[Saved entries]
*** Block opens ***

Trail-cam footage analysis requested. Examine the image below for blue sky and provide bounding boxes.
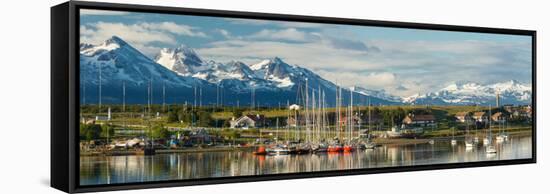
[80,9,532,97]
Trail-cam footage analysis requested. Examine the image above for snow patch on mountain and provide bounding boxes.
[404,80,532,105]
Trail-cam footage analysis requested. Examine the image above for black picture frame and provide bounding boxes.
[51,1,536,193]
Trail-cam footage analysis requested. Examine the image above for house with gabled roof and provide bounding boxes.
[230,114,266,129]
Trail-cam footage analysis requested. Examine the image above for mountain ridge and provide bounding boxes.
[79,36,532,106]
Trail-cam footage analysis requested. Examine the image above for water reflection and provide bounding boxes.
[80,135,532,185]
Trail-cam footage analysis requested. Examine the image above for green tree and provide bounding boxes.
[80,124,101,141]
[167,110,179,123]
[151,124,171,139]
[197,111,213,127]
[229,130,241,139]
[232,108,244,118]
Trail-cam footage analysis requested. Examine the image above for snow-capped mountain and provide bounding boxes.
[80,36,530,106]
[79,36,213,104]
[404,80,532,105]
[155,45,278,92]
[80,36,202,87]
[154,45,339,94]
[155,45,209,76]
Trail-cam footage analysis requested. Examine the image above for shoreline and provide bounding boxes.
[80,129,532,157]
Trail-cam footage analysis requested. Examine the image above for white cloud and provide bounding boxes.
[80,22,207,56]
[248,28,320,42]
[196,36,530,97]
[214,29,234,39]
[138,22,207,37]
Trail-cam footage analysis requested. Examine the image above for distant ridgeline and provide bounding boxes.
[79,36,532,107]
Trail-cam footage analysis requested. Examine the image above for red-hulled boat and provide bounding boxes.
[327,145,343,152]
[343,145,355,152]
[253,145,267,155]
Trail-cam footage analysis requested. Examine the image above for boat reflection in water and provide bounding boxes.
[80,135,531,185]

*** Block closes ***

> _TASK BRIEF_: The reply must hold each line of the records verbatim and no pictures.

> _SOLVED EXERCISE_:
Trail-cam footage analysis requested. Examine the image below for blue sky and provide bounding boxes.
[80,9,532,97]
Trail-cam footage analysis requested. Examine the image above for snow patch on mountain and provide bounding boxes.
[404,80,532,105]
Trail-cam footage analysis requested. Examine the image above for black picture frame and provide bounding boxes.
[51,1,536,193]
Trail-cam footage analysis requested. Examine the image above for house with gabled roof and provide bounding boxes.
[230,114,266,129]
Trail-cam footage analysis requested. Examine the image above for mountain ridge and provide bounding boxes.
[79,36,532,106]
Trail-cam footage analysis requested. Examine the image above for water reflection and provide bounding boxes.
[80,135,532,185]
Trail-cam footage analysis requested. Examine the image above for green tree and provide bounding boxes.
[80,124,101,141]
[167,110,179,123]
[151,124,171,139]
[197,111,213,127]
[229,130,241,139]
[232,108,244,118]
Trail-cam footage analysis requested. Examine the image above for snow-capped mountain and provide bounding boxes.
[80,36,530,106]
[79,36,213,104]
[404,80,532,105]
[155,45,278,92]
[80,36,202,87]
[154,45,339,94]
[155,45,209,76]
Trail-cam footage analysis requested. Examine the image above for shoreline and provide bounding boxes.
[80,129,532,157]
Trail-cam footage analysis requested. Examine the image above for white cloud and provide bounding boxes.
[80,22,207,56]
[248,28,320,42]
[196,36,530,97]
[214,29,234,39]
[138,22,207,37]
Trail-cam footage analysis requested. Examine the image above for distant ridgeline and provide bounding boxes.
[79,36,532,107]
Trail-cam footage analysis requested. Examine the image above for red-hulled boat and provide bounding boxes.
[327,145,343,152]
[343,145,355,152]
[253,145,267,155]
Trail-cam footage analysis requested. Examine the image above for boat reflection in water and provide bounding boxes.
[80,135,531,185]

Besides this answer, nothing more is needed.